> _Written request_
Rewrite the lines from the one containing "green leafy plant." through the end of the entries, renaming "plant" as "shrub" and keeping everything else unchanged.
## start Records shown
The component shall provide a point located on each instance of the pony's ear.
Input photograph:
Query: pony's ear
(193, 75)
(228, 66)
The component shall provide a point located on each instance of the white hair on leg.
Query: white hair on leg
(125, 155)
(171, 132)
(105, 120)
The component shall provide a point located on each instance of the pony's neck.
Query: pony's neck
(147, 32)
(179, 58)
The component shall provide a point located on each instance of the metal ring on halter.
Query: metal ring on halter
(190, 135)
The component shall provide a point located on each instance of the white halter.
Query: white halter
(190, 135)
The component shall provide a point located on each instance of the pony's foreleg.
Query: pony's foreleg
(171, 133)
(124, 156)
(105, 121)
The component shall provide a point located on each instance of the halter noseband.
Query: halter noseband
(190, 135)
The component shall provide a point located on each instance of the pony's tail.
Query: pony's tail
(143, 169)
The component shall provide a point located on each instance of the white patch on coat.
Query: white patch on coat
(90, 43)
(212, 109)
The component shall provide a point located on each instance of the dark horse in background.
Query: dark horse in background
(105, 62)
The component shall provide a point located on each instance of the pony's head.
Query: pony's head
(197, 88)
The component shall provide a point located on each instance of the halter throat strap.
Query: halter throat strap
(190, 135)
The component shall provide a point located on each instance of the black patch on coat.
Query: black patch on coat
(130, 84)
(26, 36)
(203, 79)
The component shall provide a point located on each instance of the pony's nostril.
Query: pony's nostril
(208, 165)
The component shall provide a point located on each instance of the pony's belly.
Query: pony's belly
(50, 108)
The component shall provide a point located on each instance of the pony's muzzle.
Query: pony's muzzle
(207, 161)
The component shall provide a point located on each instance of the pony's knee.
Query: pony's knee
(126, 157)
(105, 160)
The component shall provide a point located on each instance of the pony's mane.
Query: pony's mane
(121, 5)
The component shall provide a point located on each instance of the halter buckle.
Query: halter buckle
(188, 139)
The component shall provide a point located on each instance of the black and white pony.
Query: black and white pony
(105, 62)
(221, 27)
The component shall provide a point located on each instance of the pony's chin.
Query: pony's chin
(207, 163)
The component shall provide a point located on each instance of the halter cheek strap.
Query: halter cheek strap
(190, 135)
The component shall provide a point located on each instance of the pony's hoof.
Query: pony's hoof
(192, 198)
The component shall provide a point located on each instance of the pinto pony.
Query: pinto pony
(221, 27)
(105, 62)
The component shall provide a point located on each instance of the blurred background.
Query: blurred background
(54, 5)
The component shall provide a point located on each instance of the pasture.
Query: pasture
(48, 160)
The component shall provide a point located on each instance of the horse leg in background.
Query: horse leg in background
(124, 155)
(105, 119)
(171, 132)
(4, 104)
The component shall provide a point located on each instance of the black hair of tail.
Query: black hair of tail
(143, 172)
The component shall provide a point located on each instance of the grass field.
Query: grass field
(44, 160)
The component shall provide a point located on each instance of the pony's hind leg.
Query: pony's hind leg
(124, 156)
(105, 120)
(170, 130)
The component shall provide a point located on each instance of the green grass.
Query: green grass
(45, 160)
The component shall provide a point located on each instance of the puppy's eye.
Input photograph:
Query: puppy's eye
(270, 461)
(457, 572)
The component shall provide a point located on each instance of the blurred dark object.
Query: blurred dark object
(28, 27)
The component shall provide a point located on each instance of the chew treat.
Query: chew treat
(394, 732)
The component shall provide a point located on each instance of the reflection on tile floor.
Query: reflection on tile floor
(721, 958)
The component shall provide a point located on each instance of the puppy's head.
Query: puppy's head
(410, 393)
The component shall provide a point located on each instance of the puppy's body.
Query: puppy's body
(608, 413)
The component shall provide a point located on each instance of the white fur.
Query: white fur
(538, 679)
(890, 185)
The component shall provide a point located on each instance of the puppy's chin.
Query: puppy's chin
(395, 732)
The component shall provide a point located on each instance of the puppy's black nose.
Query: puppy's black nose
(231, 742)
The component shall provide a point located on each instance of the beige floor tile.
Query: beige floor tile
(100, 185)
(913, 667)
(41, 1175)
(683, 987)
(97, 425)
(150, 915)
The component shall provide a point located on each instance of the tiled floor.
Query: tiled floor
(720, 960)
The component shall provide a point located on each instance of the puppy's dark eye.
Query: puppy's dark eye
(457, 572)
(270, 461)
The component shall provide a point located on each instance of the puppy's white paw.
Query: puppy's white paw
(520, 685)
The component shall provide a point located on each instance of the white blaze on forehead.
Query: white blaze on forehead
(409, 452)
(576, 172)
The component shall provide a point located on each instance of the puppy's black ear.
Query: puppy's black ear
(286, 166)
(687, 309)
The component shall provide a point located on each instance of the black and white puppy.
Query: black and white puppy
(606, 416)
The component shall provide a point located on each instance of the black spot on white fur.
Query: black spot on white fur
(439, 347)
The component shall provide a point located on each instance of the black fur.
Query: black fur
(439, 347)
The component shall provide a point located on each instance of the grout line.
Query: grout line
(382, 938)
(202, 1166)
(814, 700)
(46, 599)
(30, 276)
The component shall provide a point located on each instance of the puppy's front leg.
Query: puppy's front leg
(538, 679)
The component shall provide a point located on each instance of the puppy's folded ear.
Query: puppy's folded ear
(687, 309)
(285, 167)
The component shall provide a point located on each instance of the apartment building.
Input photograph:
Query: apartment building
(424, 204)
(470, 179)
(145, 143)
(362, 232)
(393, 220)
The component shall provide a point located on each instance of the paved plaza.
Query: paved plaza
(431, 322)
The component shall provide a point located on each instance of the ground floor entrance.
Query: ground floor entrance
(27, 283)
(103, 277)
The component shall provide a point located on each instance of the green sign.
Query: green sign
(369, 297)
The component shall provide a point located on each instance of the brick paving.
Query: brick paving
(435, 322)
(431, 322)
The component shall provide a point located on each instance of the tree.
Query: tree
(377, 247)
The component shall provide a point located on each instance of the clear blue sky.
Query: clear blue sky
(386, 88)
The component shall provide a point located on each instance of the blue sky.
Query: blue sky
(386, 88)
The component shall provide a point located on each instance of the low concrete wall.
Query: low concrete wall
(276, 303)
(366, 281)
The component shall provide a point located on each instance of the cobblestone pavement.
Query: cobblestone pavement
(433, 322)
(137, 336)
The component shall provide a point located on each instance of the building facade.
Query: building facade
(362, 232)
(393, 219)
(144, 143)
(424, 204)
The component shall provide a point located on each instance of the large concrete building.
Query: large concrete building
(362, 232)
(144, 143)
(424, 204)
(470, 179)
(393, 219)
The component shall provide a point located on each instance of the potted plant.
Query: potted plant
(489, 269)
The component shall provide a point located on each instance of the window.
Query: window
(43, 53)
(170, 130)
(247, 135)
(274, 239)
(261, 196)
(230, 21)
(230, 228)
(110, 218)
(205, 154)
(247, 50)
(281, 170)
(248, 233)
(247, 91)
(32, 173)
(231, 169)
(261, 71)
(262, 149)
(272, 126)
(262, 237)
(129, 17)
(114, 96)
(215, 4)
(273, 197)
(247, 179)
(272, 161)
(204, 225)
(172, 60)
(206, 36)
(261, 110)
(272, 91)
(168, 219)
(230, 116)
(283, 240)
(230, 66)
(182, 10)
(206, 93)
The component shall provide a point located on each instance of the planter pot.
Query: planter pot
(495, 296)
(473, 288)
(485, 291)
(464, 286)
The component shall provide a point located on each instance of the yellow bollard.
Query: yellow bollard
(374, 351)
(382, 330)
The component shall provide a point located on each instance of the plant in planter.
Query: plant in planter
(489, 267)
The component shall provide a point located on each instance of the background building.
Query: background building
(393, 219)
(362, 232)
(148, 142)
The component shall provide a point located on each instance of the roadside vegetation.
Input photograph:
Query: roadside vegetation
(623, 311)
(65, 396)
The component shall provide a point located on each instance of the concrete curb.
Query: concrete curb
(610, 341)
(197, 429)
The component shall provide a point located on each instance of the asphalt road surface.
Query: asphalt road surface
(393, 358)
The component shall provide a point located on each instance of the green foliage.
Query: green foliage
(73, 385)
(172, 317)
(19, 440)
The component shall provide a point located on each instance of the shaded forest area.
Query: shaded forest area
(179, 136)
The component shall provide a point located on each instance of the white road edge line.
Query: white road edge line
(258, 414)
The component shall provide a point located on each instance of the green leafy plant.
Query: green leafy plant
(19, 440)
## end Records shown
> _Full answer_
The component shall provide a point located on each instance of the green leafy shrub.
Query: green leafy shrub
(19, 440)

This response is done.